## EXERCISE TEXT
Another day, Another Promise.
God’s Message #2: “I’ve got this one…trust me and you’ll be fine.”
First, this is not a homeschool post. Although I will be posting many about our homeschooling adventures, I really want this blog to live up to its name by sharing the ambitious promises I am making.
“I’ve got this one…trust me and you’ll be fine.” This message covers so many issues in my life right now and it sure is comforting. I’ve been running myself ragged the last few months with my photography business, school job, and homeschooling and I’m paying for it. My energy is on E, my body hurts, and I’m just plain worn out. Most of this is self-induced but I’ve been doctoring a few minor health issues as well. The last one in particular, possible Lyme Disease, has me the most worried. My sister and my niece both have chronic lyme disease (www.lymecoloredglasses.wordpress.com) and this summer our family has rallied and tried to envelope them in a circle of healing and love. Now, here I am with a potential lyme diagnosis and I’m honestly terrified. I was tested today and won’t know the results for a few days.
I’ve been feeling pretty down about this for about a week now. But, when I woke up this morning, I felt pain-free and at peace. Really, I haven’t felt this good in quite a few months but it’s as if He woke me up to say, “I’ve got this one…trust me and you’ll be fine.”

## DATASET
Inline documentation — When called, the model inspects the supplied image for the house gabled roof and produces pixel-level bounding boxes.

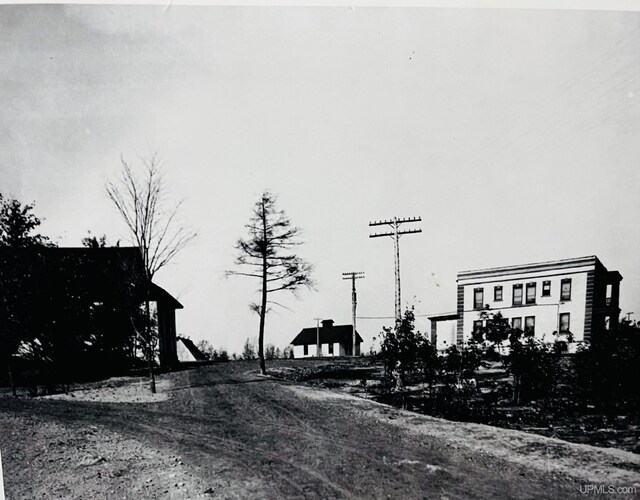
[291,325,362,345]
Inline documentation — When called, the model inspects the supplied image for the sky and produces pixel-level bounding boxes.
[0,5,640,353]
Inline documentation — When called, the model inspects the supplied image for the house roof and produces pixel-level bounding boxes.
[457,255,622,282]
[291,325,362,345]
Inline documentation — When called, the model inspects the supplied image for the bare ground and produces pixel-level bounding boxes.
[0,363,640,499]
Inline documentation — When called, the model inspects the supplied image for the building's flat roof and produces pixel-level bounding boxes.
[458,255,606,280]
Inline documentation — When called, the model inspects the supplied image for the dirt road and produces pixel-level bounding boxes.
[0,363,640,499]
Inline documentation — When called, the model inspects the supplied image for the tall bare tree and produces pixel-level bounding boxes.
[227,191,314,374]
[105,153,197,393]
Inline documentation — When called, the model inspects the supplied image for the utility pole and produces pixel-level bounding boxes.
[313,318,322,358]
[342,271,364,356]
[369,217,422,324]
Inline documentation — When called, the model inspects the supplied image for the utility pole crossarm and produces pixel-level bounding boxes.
[369,229,422,238]
[369,217,422,325]
[369,217,422,226]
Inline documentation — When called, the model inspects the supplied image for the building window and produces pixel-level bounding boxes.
[524,316,536,335]
[473,288,484,309]
[560,278,571,300]
[527,283,536,304]
[560,313,569,333]
[513,285,522,306]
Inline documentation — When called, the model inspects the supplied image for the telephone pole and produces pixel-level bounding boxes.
[369,217,422,324]
[342,271,364,356]
[313,318,322,358]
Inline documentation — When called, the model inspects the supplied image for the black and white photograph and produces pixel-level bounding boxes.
[0,0,640,500]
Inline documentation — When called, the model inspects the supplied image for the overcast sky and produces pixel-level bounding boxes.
[0,5,640,352]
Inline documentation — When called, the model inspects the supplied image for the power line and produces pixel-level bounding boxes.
[369,217,422,323]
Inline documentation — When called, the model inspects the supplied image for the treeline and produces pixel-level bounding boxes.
[0,194,144,394]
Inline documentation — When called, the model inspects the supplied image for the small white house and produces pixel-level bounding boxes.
[291,319,362,358]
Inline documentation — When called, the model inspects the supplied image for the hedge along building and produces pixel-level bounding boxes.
[430,256,622,350]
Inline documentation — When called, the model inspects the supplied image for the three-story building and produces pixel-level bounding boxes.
[456,256,622,343]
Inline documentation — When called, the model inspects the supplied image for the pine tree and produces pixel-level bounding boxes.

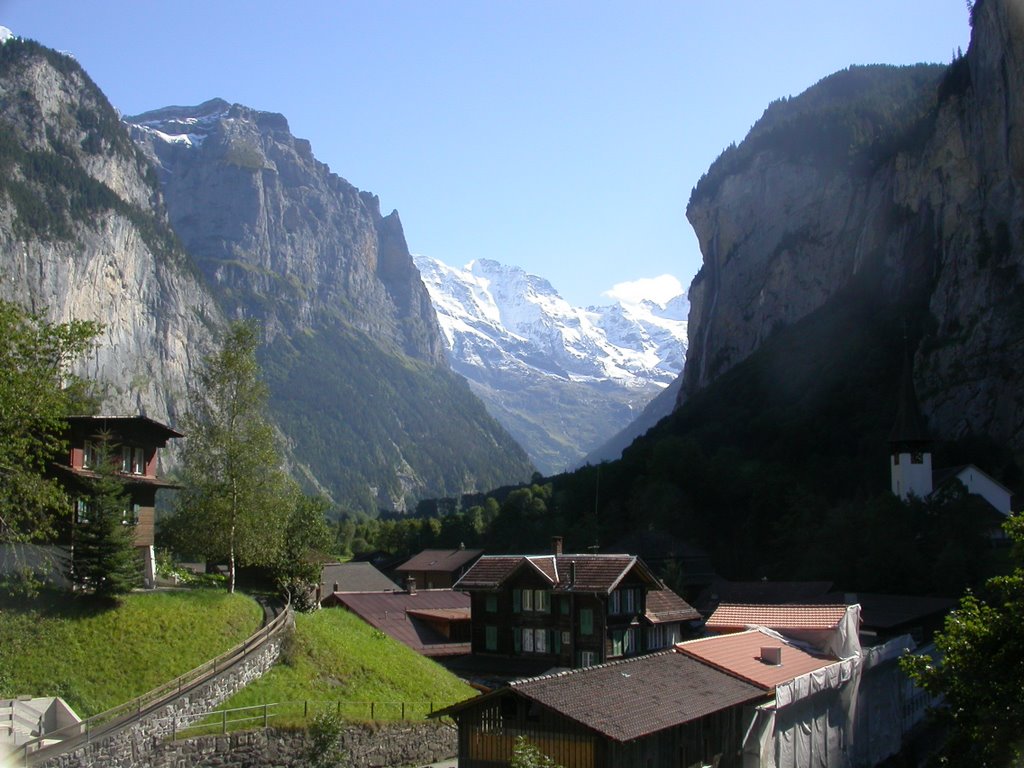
[69,439,141,598]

## TASK BRIEF
Reproduce the blog post above word for word, from its title line to its last sentence.

## OUTPUT OF THE EXERCISE
Another day, Another Promise.
God’s Message #2: “I’ve got this one…trust me and you’ll be fine.”
First, this is not a homeschool post. Although I will be posting many about our homeschooling adventures, I really want this blog to live up to its name by sharing the ambitious promises I am making.
“I’ve got this one…trust me and you’ll be fine.” This message covers so many issues in my life right now and it sure is comforting. I’ve been running myself ragged the last few months with my photography business, school job, and homeschooling and I’m paying for it. My energy is on E, my body hurts, and I’m just plain worn out. Most of this is self-induced but I’ve been doctoring a few minor health issues as well. The last one in particular, possible Lyme Disease, has me the most worried. My sister and my niece both have chronic lyme disease (www.lymecoloredglasses.wordpress.com) and this summer our family has rallied and tried to envelope them in a circle of healing and love. Now, here I am with a potential lyme diagnosis and I’m honestly terrified. I was tested today and won’t know the results for a few days.
I’ve been feeling pretty down about this for about a week now. But, when I woke up this morning, I felt pain-free and at peace. Really, I haven’t felt this good in quite a few months but it’s as if He woke me up to say, “I’ve got this one…trust me and you’ll be fine.”